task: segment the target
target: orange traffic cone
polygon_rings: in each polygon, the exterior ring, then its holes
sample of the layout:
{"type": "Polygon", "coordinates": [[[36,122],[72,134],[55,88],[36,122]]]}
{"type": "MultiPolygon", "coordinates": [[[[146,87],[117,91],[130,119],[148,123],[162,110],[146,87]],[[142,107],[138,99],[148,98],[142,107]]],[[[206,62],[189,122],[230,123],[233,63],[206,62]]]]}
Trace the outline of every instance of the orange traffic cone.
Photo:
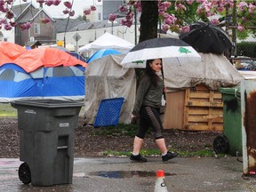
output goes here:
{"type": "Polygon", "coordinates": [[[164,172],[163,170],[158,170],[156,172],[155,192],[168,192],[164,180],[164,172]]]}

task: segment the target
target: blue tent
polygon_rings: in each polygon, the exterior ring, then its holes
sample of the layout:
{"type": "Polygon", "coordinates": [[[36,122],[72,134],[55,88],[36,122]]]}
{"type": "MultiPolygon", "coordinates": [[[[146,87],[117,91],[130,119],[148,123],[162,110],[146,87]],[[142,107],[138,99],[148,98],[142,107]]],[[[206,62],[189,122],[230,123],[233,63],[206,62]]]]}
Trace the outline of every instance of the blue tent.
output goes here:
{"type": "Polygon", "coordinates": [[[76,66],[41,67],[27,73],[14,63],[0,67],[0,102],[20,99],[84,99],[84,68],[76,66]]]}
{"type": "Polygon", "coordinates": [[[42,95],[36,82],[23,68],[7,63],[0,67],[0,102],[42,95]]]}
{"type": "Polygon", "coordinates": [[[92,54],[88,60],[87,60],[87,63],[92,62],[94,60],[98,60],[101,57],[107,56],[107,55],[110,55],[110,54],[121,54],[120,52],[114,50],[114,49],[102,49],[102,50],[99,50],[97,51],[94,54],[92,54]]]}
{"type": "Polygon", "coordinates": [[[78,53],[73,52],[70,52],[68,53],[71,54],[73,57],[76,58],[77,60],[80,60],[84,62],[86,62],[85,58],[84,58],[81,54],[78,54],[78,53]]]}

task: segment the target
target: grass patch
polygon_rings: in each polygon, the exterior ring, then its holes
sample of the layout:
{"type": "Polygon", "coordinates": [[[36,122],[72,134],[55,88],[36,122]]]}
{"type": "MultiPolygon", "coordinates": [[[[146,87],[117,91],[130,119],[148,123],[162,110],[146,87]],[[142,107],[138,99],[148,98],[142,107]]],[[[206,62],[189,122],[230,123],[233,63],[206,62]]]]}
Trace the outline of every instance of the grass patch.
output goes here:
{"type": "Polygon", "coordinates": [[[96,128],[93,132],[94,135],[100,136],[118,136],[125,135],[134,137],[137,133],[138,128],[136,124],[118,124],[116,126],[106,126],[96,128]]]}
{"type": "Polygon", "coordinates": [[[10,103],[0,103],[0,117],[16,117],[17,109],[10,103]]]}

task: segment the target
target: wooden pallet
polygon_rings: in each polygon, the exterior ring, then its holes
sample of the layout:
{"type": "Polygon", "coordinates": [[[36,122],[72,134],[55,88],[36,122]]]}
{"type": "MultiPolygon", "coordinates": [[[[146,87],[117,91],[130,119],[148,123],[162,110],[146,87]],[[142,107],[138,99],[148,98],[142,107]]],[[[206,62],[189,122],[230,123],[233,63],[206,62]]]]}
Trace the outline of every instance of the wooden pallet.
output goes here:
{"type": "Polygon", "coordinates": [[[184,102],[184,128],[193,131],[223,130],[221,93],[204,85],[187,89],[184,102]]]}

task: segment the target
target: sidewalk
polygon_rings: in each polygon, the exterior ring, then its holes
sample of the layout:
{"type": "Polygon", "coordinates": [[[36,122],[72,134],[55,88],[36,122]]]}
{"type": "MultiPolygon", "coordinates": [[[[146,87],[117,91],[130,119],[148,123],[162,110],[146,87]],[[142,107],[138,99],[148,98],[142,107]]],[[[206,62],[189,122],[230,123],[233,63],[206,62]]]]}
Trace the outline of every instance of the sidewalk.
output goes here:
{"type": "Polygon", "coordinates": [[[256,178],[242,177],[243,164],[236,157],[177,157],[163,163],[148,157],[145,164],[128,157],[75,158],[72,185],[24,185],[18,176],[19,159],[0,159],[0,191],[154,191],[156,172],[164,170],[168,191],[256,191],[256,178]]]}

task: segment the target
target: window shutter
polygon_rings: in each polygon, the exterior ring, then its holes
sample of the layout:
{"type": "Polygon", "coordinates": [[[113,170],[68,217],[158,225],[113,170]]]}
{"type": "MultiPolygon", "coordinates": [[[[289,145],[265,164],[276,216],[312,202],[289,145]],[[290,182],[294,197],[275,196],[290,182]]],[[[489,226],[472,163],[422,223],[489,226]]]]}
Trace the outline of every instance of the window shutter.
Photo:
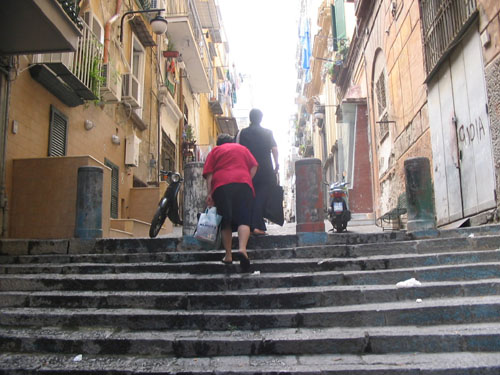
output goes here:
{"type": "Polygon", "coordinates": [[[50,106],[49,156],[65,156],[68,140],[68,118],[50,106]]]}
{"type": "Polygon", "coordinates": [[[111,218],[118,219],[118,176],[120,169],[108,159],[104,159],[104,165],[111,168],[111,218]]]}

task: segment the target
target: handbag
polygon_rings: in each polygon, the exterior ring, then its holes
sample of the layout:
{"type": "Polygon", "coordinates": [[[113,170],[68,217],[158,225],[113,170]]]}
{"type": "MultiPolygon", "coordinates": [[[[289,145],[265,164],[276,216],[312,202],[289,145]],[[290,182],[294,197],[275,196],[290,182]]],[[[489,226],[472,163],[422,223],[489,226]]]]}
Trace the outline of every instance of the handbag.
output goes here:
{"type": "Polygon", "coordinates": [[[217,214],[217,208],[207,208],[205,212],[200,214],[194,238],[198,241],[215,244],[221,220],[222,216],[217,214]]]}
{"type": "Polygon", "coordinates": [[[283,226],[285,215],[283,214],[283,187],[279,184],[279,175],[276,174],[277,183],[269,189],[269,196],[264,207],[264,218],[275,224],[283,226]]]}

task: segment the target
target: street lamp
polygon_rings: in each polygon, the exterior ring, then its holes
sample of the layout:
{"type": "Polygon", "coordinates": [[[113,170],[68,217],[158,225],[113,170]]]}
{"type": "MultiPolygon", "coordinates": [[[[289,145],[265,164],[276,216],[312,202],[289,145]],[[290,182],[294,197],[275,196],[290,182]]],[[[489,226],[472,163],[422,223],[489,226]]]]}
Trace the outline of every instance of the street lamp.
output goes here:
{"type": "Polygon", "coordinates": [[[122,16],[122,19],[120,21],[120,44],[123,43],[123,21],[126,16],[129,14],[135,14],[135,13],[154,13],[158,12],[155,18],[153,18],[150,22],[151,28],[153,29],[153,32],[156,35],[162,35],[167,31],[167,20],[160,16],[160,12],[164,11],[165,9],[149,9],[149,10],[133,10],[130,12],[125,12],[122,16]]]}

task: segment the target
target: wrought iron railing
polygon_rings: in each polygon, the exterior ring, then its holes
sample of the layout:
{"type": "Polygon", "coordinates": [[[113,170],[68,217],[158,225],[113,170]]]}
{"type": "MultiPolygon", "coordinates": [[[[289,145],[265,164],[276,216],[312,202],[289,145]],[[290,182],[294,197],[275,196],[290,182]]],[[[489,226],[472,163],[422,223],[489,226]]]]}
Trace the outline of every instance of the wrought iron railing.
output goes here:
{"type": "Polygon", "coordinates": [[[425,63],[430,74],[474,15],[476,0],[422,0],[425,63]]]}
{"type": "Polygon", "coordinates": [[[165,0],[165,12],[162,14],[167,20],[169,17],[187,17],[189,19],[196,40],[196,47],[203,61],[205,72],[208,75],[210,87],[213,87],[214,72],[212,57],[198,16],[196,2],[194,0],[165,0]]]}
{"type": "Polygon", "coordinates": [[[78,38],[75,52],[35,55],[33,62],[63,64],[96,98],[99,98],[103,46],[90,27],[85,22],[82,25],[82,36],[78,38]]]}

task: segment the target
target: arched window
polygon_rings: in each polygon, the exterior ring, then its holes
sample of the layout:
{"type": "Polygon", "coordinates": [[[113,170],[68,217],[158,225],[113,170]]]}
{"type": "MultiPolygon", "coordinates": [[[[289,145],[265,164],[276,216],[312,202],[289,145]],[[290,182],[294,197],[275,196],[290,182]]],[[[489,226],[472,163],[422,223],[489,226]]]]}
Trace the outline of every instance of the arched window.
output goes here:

• The task:
Find each line in the rows above that contains the word "lamp" and copy those lines.

• Answer for the task:
target: street lamp
Trace the outline of every instance of the street lamp.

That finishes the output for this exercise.